UPS Slashed Amazon Value

UPS announced its plans to cut package volumes from Amazon (NASDAQ:AMZN). This is the company’s largest customer and contributed 11.8% of its 2023 revenue. UPS will be reducing Amazon shipments by 50% by late 2026 to prioritize higher-margin clients. However, this is a pretty risky bet and investors are fearful of losing this revenue. Amazon is already a solid customer for UPS, and there’s little transparency about where United Parcel Service will be replacing this revenue. There’s no other customer that can replace Amazon and do so with higher margins for UPS.

In addition. Amazon’s in-house logistics could eventually replace that of UPS. The revenue reduction could be far higher than 50% in the long run.

UPS’ 2025 Guidance Was Disappointing

United Parcel Service projected 2025 revenue at $89 billion. This is far below the $94.8 billion that Wall Street expected. It expects an operating margin of 10.8%, but that top-line decline is going to hit earnings regardless of that small margin expansion.

UPS is now taking cost-cutting measures. It has a $1 billion “efficiency reimagined” program. This includes layoffs.

UPS’ Q4 Earnings Weren’t That Good

UPS reported revenue of $25.3 billion. Revenue grew by just 1.5% year-over-year and missed estimates of $25.42 billion.
# # # # #
What to work on:
**a)** According to the UPS text, what share of the company's 2023 revenue came from Amazon?
**b)** Pick up the UPS earnings text after its final sentence and keep writing it.
The entries play no part in this.

Entries supplied:
# # # # #
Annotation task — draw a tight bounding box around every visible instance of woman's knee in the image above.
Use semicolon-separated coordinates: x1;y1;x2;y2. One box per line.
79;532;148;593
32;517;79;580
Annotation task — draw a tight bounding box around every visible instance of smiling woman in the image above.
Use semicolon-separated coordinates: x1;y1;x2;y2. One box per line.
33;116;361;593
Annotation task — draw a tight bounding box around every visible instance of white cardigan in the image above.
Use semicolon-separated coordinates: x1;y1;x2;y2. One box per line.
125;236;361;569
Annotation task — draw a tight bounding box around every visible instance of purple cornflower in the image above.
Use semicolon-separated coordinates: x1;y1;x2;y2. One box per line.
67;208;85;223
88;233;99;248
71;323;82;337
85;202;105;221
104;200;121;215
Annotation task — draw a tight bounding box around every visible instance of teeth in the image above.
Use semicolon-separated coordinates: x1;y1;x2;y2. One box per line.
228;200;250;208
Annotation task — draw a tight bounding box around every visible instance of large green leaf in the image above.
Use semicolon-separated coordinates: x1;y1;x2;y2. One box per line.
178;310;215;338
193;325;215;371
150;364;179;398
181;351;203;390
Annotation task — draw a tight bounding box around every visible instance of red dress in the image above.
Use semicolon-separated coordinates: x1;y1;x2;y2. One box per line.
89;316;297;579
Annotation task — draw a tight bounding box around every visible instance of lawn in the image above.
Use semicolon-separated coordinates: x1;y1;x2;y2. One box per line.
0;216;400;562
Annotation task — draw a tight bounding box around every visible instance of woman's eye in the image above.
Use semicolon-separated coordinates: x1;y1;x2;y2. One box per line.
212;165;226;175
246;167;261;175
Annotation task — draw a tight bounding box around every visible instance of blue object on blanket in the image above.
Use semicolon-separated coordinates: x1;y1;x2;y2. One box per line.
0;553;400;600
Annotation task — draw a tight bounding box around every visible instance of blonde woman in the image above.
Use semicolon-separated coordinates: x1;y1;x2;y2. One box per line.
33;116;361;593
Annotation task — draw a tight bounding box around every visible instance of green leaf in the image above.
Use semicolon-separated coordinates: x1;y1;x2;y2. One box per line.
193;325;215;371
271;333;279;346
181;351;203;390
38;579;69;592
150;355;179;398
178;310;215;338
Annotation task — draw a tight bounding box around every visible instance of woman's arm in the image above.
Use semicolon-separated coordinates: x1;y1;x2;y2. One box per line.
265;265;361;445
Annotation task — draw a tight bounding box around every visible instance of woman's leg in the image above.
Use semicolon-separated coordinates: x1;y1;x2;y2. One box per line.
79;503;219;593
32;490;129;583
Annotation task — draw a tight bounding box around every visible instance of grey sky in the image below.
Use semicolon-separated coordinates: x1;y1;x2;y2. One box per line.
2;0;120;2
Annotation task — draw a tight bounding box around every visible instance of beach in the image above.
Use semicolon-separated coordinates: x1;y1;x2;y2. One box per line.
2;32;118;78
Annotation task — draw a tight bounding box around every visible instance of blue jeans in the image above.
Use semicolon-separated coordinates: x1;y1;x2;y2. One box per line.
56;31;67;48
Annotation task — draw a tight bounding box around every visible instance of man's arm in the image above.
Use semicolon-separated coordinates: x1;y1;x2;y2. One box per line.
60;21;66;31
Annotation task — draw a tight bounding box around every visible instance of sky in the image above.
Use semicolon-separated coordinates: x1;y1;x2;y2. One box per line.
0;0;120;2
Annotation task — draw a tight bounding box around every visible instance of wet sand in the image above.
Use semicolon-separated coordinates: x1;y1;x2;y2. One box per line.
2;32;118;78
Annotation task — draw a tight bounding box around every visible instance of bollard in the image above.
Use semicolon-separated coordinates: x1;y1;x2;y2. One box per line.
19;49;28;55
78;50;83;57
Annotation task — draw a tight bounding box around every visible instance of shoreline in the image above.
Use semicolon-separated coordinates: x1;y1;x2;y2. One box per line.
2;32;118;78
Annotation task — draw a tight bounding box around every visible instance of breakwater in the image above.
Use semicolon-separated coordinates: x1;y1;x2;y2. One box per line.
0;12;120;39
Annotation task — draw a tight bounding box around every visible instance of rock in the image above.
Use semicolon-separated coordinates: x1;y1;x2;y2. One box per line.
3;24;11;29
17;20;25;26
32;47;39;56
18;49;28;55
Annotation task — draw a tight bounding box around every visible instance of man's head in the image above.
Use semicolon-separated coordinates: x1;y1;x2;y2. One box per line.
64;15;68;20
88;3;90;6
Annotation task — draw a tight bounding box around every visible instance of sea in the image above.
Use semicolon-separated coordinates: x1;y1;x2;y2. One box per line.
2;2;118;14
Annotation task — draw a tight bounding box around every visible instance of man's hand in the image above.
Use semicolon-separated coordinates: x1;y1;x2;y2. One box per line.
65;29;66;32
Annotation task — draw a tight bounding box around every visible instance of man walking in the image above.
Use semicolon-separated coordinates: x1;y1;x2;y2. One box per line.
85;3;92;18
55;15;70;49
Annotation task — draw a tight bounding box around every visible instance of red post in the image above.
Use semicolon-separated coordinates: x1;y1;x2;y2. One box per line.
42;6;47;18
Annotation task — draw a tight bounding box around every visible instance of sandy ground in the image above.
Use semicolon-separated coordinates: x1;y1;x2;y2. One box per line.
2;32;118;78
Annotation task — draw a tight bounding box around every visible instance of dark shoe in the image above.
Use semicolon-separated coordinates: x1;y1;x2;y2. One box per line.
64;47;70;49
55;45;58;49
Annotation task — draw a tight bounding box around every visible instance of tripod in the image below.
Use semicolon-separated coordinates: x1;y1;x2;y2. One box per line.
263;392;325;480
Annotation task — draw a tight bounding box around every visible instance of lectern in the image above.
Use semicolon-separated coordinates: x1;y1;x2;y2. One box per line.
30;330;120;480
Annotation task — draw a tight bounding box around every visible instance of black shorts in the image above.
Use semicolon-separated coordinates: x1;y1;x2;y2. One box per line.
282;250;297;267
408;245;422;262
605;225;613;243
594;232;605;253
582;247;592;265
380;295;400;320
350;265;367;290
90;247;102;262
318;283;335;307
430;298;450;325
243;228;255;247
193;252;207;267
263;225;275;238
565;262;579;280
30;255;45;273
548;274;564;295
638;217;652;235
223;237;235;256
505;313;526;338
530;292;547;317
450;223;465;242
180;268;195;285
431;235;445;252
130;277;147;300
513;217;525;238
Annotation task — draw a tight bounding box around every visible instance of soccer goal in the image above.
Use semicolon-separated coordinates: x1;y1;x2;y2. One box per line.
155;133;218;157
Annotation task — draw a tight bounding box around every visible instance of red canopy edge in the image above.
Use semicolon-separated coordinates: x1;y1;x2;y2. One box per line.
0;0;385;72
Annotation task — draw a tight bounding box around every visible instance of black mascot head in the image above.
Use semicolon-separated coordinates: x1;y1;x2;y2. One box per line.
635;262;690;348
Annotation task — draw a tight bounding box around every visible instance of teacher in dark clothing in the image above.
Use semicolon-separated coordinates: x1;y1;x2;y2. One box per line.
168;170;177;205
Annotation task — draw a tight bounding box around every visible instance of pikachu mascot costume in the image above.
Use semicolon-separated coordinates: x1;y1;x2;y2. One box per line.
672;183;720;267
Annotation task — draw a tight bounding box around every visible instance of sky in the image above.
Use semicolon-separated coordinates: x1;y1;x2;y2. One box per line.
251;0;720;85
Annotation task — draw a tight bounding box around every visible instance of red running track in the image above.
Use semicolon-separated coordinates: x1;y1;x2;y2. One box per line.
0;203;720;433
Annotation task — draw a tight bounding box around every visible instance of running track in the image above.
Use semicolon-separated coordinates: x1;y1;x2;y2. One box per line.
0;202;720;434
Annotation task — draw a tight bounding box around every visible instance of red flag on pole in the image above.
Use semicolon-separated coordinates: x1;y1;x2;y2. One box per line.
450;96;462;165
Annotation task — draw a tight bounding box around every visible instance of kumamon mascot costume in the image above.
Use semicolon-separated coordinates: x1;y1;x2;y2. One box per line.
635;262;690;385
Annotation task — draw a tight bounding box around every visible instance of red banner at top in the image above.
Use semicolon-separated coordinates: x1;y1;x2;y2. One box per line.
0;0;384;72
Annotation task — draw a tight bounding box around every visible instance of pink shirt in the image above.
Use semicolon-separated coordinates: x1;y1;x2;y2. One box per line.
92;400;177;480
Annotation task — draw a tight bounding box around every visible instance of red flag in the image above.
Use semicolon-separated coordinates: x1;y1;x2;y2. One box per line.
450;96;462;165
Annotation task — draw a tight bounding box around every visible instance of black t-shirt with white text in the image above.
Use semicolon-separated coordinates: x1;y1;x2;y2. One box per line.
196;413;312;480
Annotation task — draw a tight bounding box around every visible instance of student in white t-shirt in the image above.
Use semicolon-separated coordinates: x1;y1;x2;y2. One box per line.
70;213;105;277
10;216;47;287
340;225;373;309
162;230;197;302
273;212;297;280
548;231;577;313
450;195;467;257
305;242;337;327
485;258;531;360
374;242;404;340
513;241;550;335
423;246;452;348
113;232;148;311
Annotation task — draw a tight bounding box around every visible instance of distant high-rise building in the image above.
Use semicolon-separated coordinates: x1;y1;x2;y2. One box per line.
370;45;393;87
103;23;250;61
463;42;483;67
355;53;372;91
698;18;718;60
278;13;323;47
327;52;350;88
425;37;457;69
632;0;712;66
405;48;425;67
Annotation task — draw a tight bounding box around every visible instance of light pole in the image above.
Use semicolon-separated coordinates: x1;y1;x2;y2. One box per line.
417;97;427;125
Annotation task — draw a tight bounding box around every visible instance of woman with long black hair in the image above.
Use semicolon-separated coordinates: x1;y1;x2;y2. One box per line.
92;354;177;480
# # # # #
Answers below:
**a)** 11.8%

**b)**
Adjusted EPS of $2.75 beat analyst expectations of $2.53. GAAP results included a $639 million charge from pension costs and asset impairments.

How Wall Street Reacted

The stock tumbled immediately by around 15%. Some analysts still have high price targets on the stock, but these targets likely likely to be trimmed down over the coming weeks due to the continued weakness here. Evercore ISI called the Amazon move “unexpected” and an “acceleration of the glide down of this business that has long represented a tail risk.”

Not only that, there’s chatter about FedEx (NYSE:FDX) and other regional carriers absorbing Amazon’s shipments. The market is saturated with retailers like Temu and Shein. That makes it much harder for UPS to find “higher-margin” clients. As such, there isn’t much optimism to carry this stock higher.